(Collected data entries)
— start —
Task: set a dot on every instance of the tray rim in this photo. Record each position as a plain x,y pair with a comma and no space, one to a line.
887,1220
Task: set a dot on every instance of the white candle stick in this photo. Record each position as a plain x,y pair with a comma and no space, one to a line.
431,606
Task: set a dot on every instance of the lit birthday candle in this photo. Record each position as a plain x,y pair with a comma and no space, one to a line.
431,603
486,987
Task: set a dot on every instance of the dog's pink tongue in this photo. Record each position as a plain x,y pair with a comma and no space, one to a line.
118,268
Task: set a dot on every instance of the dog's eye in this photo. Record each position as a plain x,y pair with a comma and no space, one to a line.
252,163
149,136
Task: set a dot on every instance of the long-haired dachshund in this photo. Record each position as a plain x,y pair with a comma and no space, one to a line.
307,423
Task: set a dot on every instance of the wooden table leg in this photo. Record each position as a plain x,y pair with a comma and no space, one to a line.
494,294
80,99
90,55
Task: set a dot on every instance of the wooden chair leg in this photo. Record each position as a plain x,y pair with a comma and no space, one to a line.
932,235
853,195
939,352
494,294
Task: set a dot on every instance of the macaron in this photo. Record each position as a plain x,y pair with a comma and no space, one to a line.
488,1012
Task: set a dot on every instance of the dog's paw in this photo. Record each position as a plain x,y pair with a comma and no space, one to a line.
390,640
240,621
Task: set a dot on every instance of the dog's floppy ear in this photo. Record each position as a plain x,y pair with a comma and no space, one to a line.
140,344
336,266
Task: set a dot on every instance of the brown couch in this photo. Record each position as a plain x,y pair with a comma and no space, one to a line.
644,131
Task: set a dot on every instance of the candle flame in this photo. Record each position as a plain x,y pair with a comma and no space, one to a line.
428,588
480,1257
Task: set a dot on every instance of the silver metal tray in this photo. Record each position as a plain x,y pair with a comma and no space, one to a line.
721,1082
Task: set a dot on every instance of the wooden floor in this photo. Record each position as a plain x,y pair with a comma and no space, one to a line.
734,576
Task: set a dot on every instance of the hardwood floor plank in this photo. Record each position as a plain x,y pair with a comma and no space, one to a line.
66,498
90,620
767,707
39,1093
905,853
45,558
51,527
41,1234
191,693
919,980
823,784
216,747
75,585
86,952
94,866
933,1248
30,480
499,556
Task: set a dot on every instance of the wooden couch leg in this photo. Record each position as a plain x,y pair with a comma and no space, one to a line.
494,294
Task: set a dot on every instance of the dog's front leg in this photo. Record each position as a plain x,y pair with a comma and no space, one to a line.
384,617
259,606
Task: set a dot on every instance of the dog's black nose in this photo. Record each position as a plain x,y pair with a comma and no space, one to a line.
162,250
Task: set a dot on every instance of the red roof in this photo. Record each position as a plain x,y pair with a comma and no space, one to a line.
— end —
## EXERCISE
Take the line holding "Task: set a dot on every instance of the wooden couch" and all lines after it through the end of the data, and set them down exactly.

## EXPECTED ANSWER
Task: set a dot on every instance of the wooden couch leg in this photo. Record each position as a plain x,y pair with a comma and no space, one to a line.
494,294
Task: set a dot on every instance of the dog's front leg in this photo. Record each position as a plain x,y pair with a comma and no space, one to a line.
384,617
259,606
Task: set a dot on every instance of the dog's black nose in this photo. Record each position as a plain x,y pair with a comma and no space, one to a line.
162,250
Task: set a dot on every instance of the red roof in this photo. Record each position as a plain x,y pair with a comma and no space, one to a line.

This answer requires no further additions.